**Supplied passage**
Parametric ANOVA tests assume normality of data and constant variance. If the assumption of normality is proven false, then non-parametric methods may be used. This method is known as the Kruskal-Wallis Test. Prior to the testing the hypothesis using Kruskal-Wallis, the Completely Randomized Design or CRD needs to be set-up in the R simulation console. Further, CRDs are built on the basis of defined levels and replications as shown in the Process section.
Independence: The observations within each group are assumed to be independent of each other. This means that values in one group should not be related to or influence the values in any other group.
Random Sampling: The data should be collected using a random sampling process. This means that each observation has an equal probability of being included in the study.
Constant Variance: Like one-way ANOVA testing, the variance among the groups is assumed to be equal for non-parametric tests.
Normality: For hypothesis testing, in one-way ANOVA, the model errors are assumed to be normally distributed. However, for the Kruskal-Wallis test (non-parametric ANOVA) we cannot assume normal distribution.
Please note: the replications for the lesson are pre-defined. Traditionally, one would run a power analysis (pwr.t.test) for the desired alpha (i.e. 0.05) and the power for a specific effect (i.e. 1). This would denote the number of replications needed statistically satisfy the performance of the hypothesis testing.
library(agricolae)
# Extensive functionality on experimental design functions package, typically used for agriculture research, package needs to be loaded to develop the functions
OutDesign<-function(levels, replication){
outdesign<-design.crd(levels, replication, serie = 1, 34268)$book
#outdesign<-outdesign[order(outdesign$levels), ]
write.csv(outdesign,"layout.csv")}
# Line 1: OutDesign creates a function to export data
# Line 2: CRD have defaults in the serie (plot number degrees) and seed (random number for testing) that can be altered to create the data. In this we have created number plot of 2 digits (1) and the random seed (34268). The random seed can be any set of numbers based on the study.

**What you have to do**
Write the next part of the Kruskal-Wallis tutorial above, starting right after its final line.

**Listing**

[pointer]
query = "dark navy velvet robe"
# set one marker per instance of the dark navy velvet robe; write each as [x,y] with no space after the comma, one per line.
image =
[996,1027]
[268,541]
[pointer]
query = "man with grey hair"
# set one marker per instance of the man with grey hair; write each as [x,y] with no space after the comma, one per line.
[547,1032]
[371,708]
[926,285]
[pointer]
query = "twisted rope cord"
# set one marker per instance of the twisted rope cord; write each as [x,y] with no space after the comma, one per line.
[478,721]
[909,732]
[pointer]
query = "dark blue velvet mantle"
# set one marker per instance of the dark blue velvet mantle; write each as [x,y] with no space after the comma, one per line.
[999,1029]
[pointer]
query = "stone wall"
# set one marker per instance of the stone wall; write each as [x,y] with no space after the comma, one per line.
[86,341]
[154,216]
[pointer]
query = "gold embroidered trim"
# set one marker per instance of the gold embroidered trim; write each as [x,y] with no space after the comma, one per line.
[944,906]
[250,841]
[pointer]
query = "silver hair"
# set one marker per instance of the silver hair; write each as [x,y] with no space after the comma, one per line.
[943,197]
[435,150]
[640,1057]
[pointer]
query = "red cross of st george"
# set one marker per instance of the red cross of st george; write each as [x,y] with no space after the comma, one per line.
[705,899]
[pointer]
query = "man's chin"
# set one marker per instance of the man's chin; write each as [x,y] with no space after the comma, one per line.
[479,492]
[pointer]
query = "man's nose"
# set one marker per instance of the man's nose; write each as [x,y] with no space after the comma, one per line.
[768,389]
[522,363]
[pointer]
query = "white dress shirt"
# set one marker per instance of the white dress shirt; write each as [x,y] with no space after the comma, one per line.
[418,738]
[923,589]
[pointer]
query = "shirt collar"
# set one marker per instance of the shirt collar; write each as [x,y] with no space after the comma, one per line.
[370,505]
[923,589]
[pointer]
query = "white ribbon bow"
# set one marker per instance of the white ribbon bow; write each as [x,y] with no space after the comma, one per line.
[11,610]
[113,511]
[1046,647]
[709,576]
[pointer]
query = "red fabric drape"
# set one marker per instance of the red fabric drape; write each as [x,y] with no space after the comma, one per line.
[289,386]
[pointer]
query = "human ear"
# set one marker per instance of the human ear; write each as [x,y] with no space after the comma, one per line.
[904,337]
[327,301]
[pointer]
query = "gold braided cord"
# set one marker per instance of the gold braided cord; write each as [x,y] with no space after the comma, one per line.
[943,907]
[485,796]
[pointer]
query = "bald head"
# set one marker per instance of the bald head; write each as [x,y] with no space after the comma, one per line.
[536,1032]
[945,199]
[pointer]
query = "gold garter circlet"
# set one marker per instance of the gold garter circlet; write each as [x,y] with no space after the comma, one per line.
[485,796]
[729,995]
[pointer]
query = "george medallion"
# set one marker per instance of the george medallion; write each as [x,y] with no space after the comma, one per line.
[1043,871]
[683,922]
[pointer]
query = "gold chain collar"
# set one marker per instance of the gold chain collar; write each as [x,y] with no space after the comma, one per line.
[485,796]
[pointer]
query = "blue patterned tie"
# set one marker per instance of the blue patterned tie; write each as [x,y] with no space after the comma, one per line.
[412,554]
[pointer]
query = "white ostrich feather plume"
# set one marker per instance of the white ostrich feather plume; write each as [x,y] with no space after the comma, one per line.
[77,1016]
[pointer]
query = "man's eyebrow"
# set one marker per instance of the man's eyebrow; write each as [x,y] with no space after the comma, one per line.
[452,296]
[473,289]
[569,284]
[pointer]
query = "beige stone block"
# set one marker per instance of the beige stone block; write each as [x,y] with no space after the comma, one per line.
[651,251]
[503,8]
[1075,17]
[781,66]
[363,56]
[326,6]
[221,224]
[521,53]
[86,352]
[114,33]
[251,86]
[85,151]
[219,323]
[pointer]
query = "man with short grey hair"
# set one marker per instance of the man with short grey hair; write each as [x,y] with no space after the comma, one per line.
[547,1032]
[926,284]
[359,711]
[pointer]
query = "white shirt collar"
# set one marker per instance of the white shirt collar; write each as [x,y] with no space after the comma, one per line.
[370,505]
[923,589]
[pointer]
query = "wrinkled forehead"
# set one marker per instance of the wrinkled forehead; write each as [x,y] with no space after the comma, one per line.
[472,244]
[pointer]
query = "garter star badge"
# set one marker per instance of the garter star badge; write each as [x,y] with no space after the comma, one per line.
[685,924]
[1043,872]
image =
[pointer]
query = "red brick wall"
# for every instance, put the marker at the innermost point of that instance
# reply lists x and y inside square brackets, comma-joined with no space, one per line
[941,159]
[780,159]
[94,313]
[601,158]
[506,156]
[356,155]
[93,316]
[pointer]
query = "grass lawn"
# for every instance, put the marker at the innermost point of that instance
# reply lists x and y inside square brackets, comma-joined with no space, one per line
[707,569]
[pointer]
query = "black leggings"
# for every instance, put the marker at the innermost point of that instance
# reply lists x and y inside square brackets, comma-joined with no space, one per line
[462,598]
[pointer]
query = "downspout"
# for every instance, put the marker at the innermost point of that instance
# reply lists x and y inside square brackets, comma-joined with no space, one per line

**Response below**
# Line 3: CRD are random sets of data that do not need to be sorted from A to Z to run properly; therefore, this line is not needed
# Line 4: Writes the layout to a csv file to the set working directory, check the set working directory to ensure it is saved in the proper location for your exploration
?design.crd
# provides the parameters used in the function and proper description, typically used for agriculture research
The Outdesign function is created to pull data out of R into a csv file. This is done by creating a CRD with the listed parameters then writing the CSV. The CSV file saves to the set working directory. Note where the file was saved because this will need to be call later to import the dat. The importance of exporting the data and working from an exported file is the repeatability of the analysis. The export can be saved to online repository (i.e. https://github.com), and it can be linked in the code. The link will enable other users to repeat your analysis to be used in future renditions of the study.
InDesign<-function(path){
indesign<-read.csv(path)
indesign<-indesign[,2:4]
indesign <- indesign[,-c(2)]
colnames(indesign)<-c("response","levels")
indesign}
# Line 1: Creates the InDesign function and then defines the pathname from the set working directory
# Line 2: Note the columns needed for test, this will be based on the layout.csv column numbers
# Line 3: Further manipulate the data, remove or add any columns needed for the analysis
# Line 4: Name the columns, proper names to represent your data set
levels<-c("Level1","Level2","Level3")
replication<-5
OutDesign(levels, response) #open layout.csv, add column with response, and save file
# Line 1: Define the levels of the analysis (i.e. i values).
# Line 2: Define the number of replications in the analysis (i.e. j values).
# Line 3: This will rename the replications output column to response, so you have the levels and the responses. This will also generate a file titled layout.csv.
dat<-InDesign(path="/Users/YOURNAMEHERE/layout.csv") #read file back into R with response added
dat
# Line 1: Reads in the file layout.csv from the pathname from your set working directory to InDesign. If you view your files (right side of R Studio layout), you will see the file layout.csv . If not, make sure you have the library(agricolae) package loaded.
# Line 2: Shows modified export data with levels and response only.
The InDesign function is created to pull data from the csv file back into R, but it is modified to perform the analysis (i.e. Kruskal-Wallace Test). This is done by calling the path that the CSV file is located which is in the set working directory. Then the data is modified by showing only the levels and the responses which is previously known for the replication outputs in the data set. Following, the proper naming of columns and rows can be used to present the “dat” of the data which is used for the study. Additionally, one can save the export to an online directory, and one can pull the data from there. Make sure the file is up to data and accurate before they test is run.
outdesign2 <-design.crd(trt,r,serie=3)
print(outdesign2$parameters)
book2<-outdesign2
# seed = 12543
outdesign1 <-design.crd(trt,r,serie=2,12543,"Mersenne-Twister")
book1<-outdesign1
trt <-c("CIP-101","CIP-201","CIP-301","CIP-401","CIP-501")
r <-c(4,3,5,4,3)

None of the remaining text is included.